** Start of EXCERPT TO READ **
Items 10 & 11, regarding the land swap with the community college district and construction of a new street also brought some discussion over the amount of traffic that would be generated by the new street. Community Development Director Elizabeth Binsack advised the council on a last minute letter received the day of the meeting. That letter was not in the staff report but Elizabeth was kind enough to send us a copy. The letter, from the city of Irvine, basically lamented their concerns over traffic and asked the city to include a larger area for traffic study. Binsack explained the issues had been answered, at least to Tustin’s satisfaction and said nothing further would be done at this time (how many ways can we say it, Irvine?). These items passed unanimously after discussion.
Without further ado, the item concerning the stipends for commissioners and their removal upon attainng a city elected office was read and passed with Councilmember Gomez dissenting. As we said before, apparently the Fab Four didn’t want the same thing to happen to the commissioners, who actually spend a good deal of time on city business, as happened to the city council in regard to stipends. Gomez rightfully questioned this but was met with the wall of silence in her protest.
The final item of the night was the Legislative Report and it was, again, councilmember Gomez who showed she was the only one with an independent mind on the dais. While the Fab Four were willing to be led blindly by their collective noses, Gomez asked for time to study the bills they were supporting and opposing. Lawyer Kendig, who is always in a hurry to align himself with staff, indicated there was an urgency factor in responding to the letters.
** End of EXCERPT TO READ **
** Start of SOURCE DATA **
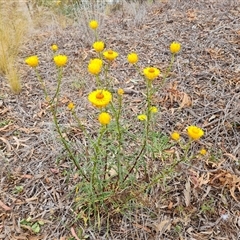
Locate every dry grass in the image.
** End of SOURCE DATA **
GOALS =>
(1) In the city council excerpt, which city sent the last-minute letter about traffic?
(2) Reproduce the stretch of the city council excerpt from "Without further ado, the" through "in her protest.".

SOLUTIONS =>
(1) The city of Irvine.

(2)
Without further ado, the item concerning the stipends for commissioners and their removal upon attainng a city elected office was read and passed with Councilmember Gomez dissenting. As we said before, apparently the Fab Four didn’t want the same thing to happen to the commissioners, who actually spend a good deal of time on city business, as happened to the city council in regard to stipends. Gomez rightfully questioned this but was met with the wall of silence in her protest.